Please pick out each line in the records below that contains the word "dark" and copy those lines.

Dataset items:
• • • • •
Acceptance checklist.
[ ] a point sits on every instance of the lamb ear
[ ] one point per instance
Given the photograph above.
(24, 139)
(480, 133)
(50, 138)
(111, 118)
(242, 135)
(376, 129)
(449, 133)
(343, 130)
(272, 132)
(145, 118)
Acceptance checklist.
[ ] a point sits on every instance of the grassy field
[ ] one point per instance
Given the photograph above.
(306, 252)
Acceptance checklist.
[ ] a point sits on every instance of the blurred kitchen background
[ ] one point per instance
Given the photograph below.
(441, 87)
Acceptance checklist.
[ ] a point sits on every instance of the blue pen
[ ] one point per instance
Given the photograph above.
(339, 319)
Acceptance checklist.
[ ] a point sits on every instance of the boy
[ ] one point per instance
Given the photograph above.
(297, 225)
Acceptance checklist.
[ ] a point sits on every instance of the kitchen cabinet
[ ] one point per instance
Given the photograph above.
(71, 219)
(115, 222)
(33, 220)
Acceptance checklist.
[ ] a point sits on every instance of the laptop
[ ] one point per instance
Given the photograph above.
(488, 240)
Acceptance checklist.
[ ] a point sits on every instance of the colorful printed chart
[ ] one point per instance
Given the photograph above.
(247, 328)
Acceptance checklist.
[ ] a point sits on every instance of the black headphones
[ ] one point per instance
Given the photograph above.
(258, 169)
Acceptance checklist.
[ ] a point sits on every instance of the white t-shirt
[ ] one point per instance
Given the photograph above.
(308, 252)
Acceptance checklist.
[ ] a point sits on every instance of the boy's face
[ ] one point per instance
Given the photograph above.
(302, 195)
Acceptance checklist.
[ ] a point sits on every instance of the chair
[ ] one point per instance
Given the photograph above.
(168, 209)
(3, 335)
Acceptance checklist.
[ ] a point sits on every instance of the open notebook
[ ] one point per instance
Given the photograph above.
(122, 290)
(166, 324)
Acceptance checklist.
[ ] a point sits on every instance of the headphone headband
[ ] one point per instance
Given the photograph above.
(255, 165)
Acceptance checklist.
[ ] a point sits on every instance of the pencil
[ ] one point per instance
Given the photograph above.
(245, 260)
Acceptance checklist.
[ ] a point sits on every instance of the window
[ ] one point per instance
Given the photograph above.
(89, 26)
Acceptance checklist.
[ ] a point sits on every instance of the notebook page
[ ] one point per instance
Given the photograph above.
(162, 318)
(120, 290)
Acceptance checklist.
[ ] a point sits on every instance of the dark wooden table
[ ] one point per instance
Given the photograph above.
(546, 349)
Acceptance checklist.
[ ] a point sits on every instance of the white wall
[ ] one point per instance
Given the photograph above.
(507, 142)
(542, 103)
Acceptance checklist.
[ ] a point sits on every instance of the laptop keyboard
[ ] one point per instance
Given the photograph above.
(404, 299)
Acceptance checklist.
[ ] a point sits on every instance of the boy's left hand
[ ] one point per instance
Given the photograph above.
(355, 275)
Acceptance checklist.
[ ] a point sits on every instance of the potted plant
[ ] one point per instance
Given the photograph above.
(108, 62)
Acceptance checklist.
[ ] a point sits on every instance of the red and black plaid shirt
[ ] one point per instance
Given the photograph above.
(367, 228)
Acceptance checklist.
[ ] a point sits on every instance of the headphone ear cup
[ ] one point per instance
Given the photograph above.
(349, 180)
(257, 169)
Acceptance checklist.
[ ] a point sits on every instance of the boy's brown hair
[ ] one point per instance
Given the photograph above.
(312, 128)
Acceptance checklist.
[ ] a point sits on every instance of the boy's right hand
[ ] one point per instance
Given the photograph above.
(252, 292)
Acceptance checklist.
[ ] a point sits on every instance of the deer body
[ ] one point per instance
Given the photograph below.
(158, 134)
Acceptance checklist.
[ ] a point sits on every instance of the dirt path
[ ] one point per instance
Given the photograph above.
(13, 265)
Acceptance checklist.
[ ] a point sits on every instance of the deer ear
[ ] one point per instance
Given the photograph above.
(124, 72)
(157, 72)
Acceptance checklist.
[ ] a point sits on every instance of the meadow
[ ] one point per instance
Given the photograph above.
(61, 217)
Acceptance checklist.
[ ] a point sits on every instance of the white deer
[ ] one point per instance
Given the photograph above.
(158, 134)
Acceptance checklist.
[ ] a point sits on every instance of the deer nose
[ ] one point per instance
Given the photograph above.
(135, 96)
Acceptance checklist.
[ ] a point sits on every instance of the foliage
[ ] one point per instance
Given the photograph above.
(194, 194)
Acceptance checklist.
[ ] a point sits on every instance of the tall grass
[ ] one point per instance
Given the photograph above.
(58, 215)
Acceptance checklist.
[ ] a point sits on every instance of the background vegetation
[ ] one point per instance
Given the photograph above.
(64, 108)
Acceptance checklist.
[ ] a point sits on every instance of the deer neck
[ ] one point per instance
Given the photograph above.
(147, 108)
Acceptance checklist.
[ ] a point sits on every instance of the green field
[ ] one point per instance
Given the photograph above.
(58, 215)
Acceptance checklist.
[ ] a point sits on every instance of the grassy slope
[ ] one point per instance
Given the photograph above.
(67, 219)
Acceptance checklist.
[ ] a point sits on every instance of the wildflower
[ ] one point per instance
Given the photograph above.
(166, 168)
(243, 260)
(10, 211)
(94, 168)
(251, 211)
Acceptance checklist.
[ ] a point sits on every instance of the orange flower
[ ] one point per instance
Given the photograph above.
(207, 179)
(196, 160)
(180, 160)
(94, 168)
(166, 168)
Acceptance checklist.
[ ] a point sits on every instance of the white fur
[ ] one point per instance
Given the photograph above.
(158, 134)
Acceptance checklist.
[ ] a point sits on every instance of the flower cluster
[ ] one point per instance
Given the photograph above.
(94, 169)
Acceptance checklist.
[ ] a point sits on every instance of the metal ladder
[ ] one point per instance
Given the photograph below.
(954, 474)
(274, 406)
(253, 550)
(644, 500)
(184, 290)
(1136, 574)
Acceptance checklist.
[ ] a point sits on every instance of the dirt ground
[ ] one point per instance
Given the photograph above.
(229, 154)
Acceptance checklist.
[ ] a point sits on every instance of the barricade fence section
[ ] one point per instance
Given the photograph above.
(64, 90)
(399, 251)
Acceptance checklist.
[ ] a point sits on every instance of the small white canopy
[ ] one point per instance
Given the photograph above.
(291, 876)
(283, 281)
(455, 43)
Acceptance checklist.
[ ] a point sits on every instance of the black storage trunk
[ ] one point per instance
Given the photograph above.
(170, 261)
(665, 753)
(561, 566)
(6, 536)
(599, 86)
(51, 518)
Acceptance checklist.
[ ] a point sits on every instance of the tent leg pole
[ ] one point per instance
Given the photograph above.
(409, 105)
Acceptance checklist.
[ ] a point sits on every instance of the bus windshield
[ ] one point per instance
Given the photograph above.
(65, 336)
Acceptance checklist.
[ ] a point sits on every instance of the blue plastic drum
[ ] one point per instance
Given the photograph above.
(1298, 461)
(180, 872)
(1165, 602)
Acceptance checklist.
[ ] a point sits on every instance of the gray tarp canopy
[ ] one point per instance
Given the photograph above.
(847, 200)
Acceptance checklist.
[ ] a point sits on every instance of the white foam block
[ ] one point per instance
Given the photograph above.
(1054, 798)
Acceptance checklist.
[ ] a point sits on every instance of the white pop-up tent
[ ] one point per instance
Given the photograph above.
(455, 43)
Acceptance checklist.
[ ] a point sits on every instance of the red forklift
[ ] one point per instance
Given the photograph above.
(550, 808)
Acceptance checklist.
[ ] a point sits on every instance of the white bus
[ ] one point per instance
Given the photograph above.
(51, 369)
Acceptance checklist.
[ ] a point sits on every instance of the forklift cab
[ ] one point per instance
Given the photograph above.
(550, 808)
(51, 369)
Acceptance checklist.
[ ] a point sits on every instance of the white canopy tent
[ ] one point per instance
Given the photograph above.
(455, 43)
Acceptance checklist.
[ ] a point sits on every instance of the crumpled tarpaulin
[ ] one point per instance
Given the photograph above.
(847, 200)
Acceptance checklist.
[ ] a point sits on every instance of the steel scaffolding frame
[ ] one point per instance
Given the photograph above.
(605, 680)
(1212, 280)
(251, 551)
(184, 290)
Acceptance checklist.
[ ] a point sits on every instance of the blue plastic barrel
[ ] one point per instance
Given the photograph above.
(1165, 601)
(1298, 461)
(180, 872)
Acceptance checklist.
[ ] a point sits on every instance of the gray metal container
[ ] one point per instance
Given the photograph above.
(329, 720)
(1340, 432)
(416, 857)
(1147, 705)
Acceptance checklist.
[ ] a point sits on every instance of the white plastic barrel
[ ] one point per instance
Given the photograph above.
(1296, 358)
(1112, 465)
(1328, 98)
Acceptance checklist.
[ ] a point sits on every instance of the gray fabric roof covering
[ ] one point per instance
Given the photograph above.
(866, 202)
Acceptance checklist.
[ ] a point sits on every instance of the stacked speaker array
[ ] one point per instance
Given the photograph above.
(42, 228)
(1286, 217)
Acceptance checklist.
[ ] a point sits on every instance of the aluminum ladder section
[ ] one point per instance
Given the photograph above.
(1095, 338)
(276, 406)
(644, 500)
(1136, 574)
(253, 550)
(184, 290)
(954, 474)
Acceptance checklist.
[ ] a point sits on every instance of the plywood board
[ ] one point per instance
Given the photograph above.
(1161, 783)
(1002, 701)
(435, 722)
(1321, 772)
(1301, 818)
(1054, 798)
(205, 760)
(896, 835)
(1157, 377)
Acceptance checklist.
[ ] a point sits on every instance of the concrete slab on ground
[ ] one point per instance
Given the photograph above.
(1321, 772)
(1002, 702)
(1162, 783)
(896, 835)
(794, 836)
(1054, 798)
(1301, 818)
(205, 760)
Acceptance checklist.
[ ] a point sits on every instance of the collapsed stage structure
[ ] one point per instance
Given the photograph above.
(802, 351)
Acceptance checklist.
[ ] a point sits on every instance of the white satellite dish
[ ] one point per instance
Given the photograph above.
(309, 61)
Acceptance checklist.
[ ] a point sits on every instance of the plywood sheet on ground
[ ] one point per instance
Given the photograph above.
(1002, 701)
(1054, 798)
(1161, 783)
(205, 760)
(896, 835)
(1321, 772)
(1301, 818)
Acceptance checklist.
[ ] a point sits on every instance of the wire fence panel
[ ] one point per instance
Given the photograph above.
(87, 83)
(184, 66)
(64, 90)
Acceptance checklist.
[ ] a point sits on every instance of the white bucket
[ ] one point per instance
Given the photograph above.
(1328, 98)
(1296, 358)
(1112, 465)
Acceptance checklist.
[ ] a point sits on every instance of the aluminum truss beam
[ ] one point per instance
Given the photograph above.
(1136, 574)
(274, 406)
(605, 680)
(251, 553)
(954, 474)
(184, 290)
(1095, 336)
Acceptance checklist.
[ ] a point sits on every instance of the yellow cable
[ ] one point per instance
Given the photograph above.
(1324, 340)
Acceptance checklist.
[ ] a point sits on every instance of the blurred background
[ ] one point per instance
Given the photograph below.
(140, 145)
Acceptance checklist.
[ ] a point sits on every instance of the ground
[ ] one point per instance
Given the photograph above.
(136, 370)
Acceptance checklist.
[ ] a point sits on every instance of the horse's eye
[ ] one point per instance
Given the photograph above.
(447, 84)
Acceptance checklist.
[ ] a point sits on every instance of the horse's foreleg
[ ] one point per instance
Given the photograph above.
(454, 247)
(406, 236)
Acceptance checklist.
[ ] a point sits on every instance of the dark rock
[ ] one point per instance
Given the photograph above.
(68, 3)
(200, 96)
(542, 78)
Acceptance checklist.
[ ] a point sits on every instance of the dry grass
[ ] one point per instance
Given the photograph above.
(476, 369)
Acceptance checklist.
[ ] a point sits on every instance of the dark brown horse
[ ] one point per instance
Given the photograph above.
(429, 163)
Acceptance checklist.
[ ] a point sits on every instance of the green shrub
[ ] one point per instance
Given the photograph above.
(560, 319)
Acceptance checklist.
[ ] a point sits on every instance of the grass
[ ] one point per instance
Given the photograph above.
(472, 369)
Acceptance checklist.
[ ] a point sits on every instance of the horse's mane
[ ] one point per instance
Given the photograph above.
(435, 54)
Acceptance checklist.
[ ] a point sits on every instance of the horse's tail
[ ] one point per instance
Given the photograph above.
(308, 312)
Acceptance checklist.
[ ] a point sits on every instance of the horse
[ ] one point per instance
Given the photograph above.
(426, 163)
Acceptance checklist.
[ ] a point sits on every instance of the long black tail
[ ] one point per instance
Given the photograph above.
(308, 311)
• • • • •
Written answer →
[ ] a point sits on every instance of the dark wooden table
[ ] a point sits on every instance of the dark rock
[ ] a point sits on every instance of the dark brown horse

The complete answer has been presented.